(Supplied entries begins)

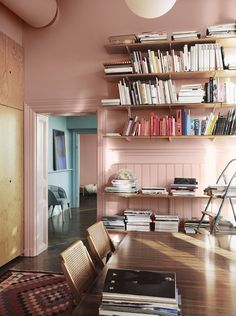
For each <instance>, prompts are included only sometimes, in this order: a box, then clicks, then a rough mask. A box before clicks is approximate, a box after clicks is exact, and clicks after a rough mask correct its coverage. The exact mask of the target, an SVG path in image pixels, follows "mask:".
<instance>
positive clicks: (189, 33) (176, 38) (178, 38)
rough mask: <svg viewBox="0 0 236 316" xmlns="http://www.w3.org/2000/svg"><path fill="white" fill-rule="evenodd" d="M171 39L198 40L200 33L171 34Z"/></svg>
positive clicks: (178, 39) (193, 32) (181, 33)
mask: <svg viewBox="0 0 236 316" xmlns="http://www.w3.org/2000/svg"><path fill="white" fill-rule="evenodd" d="M171 38H172V39H173V40H183V41H185V40H193V39H197V38H200V32H198V31H179V32H173V33H172V36H171Z"/></svg>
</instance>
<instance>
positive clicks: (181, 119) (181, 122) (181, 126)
mask: <svg viewBox="0 0 236 316" xmlns="http://www.w3.org/2000/svg"><path fill="white" fill-rule="evenodd" d="M175 134H176V136H181V135H182V110H180V109H178V110H176V130H175Z"/></svg>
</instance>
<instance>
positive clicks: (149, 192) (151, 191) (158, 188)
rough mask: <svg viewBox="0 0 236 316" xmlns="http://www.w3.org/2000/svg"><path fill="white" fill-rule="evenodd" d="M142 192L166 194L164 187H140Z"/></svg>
mask: <svg viewBox="0 0 236 316" xmlns="http://www.w3.org/2000/svg"><path fill="white" fill-rule="evenodd" d="M141 192H142V194H150V195H152V194H154V195H168V192H167V191H166V188H163V187H142V188H141Z"/></svg>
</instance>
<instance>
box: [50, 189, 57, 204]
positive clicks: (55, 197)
mask: <svg viewBox="0 0 236 316" xmlns="http://www.w3.org/2000/svg"><path fill="white" fill-rule="evenodd" d="M55 205H58V201H57V199H56V197H55V195H54V193H53V192H52V191H51V190H50V189H48V207H50V206H55Z"/></svg>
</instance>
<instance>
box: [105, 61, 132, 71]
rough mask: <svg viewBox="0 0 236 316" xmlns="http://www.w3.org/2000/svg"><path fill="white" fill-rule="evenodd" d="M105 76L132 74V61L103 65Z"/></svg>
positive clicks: (125, 61)
mask: <svg viewBox="0 0 236 316" xmlns="http://www.w3.org/2000/svg"><path fill="white" fill-rule="evenodd" d="M103 66H104V72H105V74H119V73H132V72H133V66H132V62H131V60H123V61H110V62H106V63H104V64H103Z"/></svg>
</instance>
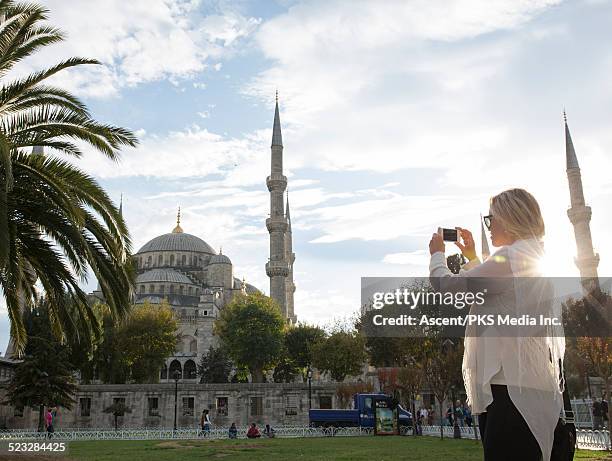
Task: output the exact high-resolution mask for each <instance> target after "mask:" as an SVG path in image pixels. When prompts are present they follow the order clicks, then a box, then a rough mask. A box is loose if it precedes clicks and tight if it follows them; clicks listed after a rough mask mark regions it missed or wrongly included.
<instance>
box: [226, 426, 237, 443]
mask: <svg viewBox="0 0 612 461" xmlns="http://www.w3.org/2000/svg"><path fill="white" fill-rule="evenodd" d="M228 436H229V438H230V439H236V438H238V428H237V427H236V423H232V425H231V426H230V428H229V430H228Z"/></svg>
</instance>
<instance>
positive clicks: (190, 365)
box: [183, 360, 197, 379]
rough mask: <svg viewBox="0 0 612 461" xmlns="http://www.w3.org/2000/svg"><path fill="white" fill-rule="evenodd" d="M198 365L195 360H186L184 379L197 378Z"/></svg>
mask: <svg viewBox="0 0 612 461" xmlns="http://www.w3.org/2000/svg"><path fill="white" fill-rule="evenodd" d="M196 376H197V373H196V366H195V362H194V361H193V360H187V361H186V362H185V368H184V369H183V379H196Z"/></svg>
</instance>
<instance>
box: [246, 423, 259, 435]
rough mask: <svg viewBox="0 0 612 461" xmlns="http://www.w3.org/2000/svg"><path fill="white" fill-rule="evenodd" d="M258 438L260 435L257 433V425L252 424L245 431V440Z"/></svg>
mask: <svg viewBox="0 0 612 461" xmlns="http://www.w3.org/2000/svg"><path fill="white" fill-rule="evenodd" d="M259 437H261V434H260V433H259V429H258V428H257V424H255V423H252V424H251V427H249V430H248V431H247V438H249V439H258V438H259Z"/></svg>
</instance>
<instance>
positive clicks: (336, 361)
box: [312, 331, 367, 382]
mask: <svg viewBox="0 0 612 461" xmlns="http://www.w3.org/2000/svg"><path fill="white" fill-rule="evenodd" d="M366 361H367V355H366V350H365V339H364V338H363V336H362V335H360V334H359V333H357V332H355V331H336V332H334V333H332V334H331V335H330V336H329V337H328V338H327V339H325V340H324V341H320V342H318V343H316V344H315V345H314V346H313V349H312V365H313V366H314V367H316V368H318V369H319V370H321V371H326V372H328V373H329V374H330V376H331V377H332V379H334V380H335V381H338V382H342V381H344V378H346V377H347V376H354V375H358V374H359V373H361V369H362V368H363V365H364V364H365V363H366Z"/></svg>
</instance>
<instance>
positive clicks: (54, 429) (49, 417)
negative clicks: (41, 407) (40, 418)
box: [45, 408, 55, 438]
mask: <svg viewBox="0 0 612 461" xmlns="http://www.w3.org/2000/svg"><path fill="white" fill-rule="evenodd" d="M45 428H46V429H47V437H48V438H51V437H53V432H55V429H53V412H52V409H51V408H47V413H46V414H45Z"/></svg>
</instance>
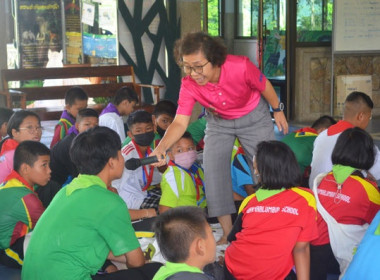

(Supplied entries ends)

- **Directive**
Give all the records above as a Markdown table with the columns "Row" and "Text", one line per row, numbered in order and with blank lines left out. Leave out the pictures.

- **Solution**
| Row | Text |
|---|---|
| 1 | For each <instance>, prompts are included only sometimes, in this order: a box, then clicks, then a rough mask. A box before clicks is approximate, a box after clicks is exact, and clicks after a rough mask correct its coverage. The exact mask of the target, an SVG path in image pixels, follows "mask:". |
| 2 | <instance> |
| 3 | positive clicks: (189, 33) (176, 38) (178, 38) |
| 4 | rough mask: <svg viewBox="0 0 236 316" xmlns="http://www.w3.org/2000/svg"><path fill="white" fill-rule="evenodd" d="M171 39L198 40L200 33L171 34Z"/></svg> |
| 5 | positive clicks: (178, 39) (193, 32) (181, 33) |
| 6 | mask: <svg viewBox="0 0 236 316" xmlns="http://www.w3.org/2000/svg"><path fill="white" fill-rule="evenodd" d="M171 38H172V39H173V40H183V41H185V40H193V39H197V38H200V32H198V31H179V32H173V33H172V36H171Z"/></svg> |
| 7 | </instance> |
| 8 | <instance> |
| 9 | positive clicks: (181, 119) (181, 122) (181, 126) |
| 10 | mask: <svg viewBox="0 0 236 316" xmlns="http://www.w3.org/2000/svg"><path fill="white" fill-rule="evenodd" d="M175 134H176V136H181V135H182V110H180V109H178V110H176V130H175Z"/></svg> |
| 11 | </instance> |
| 12 | <instance> |
| 13 | positive clicks: (149, 192) (151, 191) (158, 188) |
| 14 | rough mask: <svg viewBox="0 0 236 316" xmlns="http://www.w3.org/2000/svg"><path fill="white" fill-rule="evenodd" d="M142 192L166 194L164 187H140Z"/></svg> |
| 15 | mask: <svg viewBox="0 0 236 316" xmlns="http://www.w3.org/2000/svg"><path fill="white" fill-rule="evenodd" d="M141 192H142V194H150V195H152V194H154V195H168V192H167V191H166V188H163V187H142V188H141Z"/></svg> |
| 16 | </instance> |
| 17 | <instance> |
| 18 | box: [50, 189, 57, 204] |
| 19 | positive clicks: (55, 197) |
| 20 | mask: <svg viewBox="0 0 236 316" xmlns="http://www.w3.org/2000/svg"><path fill="white" fill-rule="evenodd" d="M55 205H58V201H57V199H56V197H55V195H54V193H53V192H52V191H51V190H50V189H48V207H50V206H55Z"/></svg> |
| 21 | </instance> |
| 22 | <instance> |
| 23 | box: [105, 61, 132, 71] |
| 24 | rough mask: <svg viewBox="0 0 236 316" xmlns="http://www.w3.org/2000/svg"><path fill="white" fill-rule="evenodd" d="M105 76L132 74V61L103 65Z"/></svg> |
| 25 | positive clicks: (125, 61) |
| 26 | mask: <svg viewBox="0 0 236 316" xmlns="http://www.w3.org/2000/svg"><path fill="white" fill-rule="evenodd" d="M103 66H104V72H105V74H119V73H132V72H133V66H132V62H131V60H123V61H110V62H106V63H104V64H103Z"/></svg> |
| 27 | </instance> |
| 28 | Task: output the exact high-resolution mask for each <instance> target after "mask:" as an SVG path in image pixels. When prompts are present they follow the order clicks, then a box, then a rough mask. A box is loose if it precedes clicks and tight if it follows them; clicks listed after a rough mask mark regions it missed or wrongly included. |
| 29 | <instance> |
| 30 | box: [226, 426, 237, 443] |
| 31 | mask: <svg viewBox="0 0 612 461" xmlns="http://www.w3.org/2000/svg"><path fill="white" fill-rule="evenodd" d="M228 436H229V438H230V439H236V438H238V428H237V427H236V423H232V425H231V426H230V428H229V430H228Z"/></svg> |
| 32 | </instance> |
| 33 | <instance> |
| 34 | positive clicks: (190, 365) |
| 35 | box: [183, 360, 197, 379] |
| 36 | rough mask: <svg viewBox="0 0 612 461" xmlns="http://www.w3.org/2000/svg"><path fill="white" fill-rule="evenodd" d="M198 365L195 360H186L184 379L197 378Z"/></svg> |
| 37 | mask: <svg viewBox="0 0 612 461" xmlns="http://www.w3.org/2000/svg"><path fill="white" fill-rule="evenodd" d="M196 376H197V373H196V366H195V362H194V361H193V360H187V361H186V362H185V368H184V369H183V379H196Z"/></svg> |
| 38 | </instance> |
| 39 | <instance> |
| 40 | box: [246, 423, 259, 435] |
| 41 | rough mask: <svg viewBox="0 0 612 461" xmlns="http://www.w3.org/2000/svg"><path fill="white" fill-rule="evenodd" d="M258 438L260 435L257 433V425L252 424L245 431V440Z"/></svg> |
| 42 | mask: <svg viewBox="0 0 612 461" xmlns="http://www.w3.org/2000/svg"><path fill="white" fill-rule="evenodd" d="M259 437H261V434H260V433H259V429H258V428H257V424H255V423H252V424H251V427H249V430H248V431H247V438H249V439H258V438H259Z"/></svg> |
| 43 | </instance> |
| 44 | <instance> |
| 45 | positive clicks: (336, 361) |
| 46 | box: [312, 331, 367, 382] |
| 47 | mask: <svg viewBox="0 0 612 461" xmlns="http://www.w3.org/2000/svg"><path fill="white" fill-rule="evenodd" d="M366 361H367V355H366V350H365V339H364V338H363V336H362V335H360V334H359V333H357V332H355V331H336V332H334V333H332V334H331V335H330V336H329V337H328V338H327V339H325V340H324V341H320V342H318V343H316V344H315V345H314V346H313V349H312V365H313V366H314V367H316V368H318V369H319V370H321V371H326V372H328V373H329V374H330V376H331V377H332V379H334V380H335V381H338V382H342V381H344V378H346V377H347V376H354V375H358V374H359V373H361V369H362V368H363V365H364V364H365V363H366Z"/></svg> |
| 48 | </instance> |
| 49 | <instance> |
| 50 | positive clicks: (54, 429) (49, 417) |
| 51 | negative clicks: (41, 407) (40, 418) |
| 52 | box: [45, 408, 55, 438] |
| 53 | mask: <svg viewBox="0 0 612 461" xmlns="http://www.w3.org/2000/svg"><path fill="white" fill-rule="evenodd" d="M45 428H46V429H47V437H48V438H51V437H53V432H55V429H53V412H52V409H51V408H47V413H46V414H45Z"/></svg> |
| 54 | </instance> |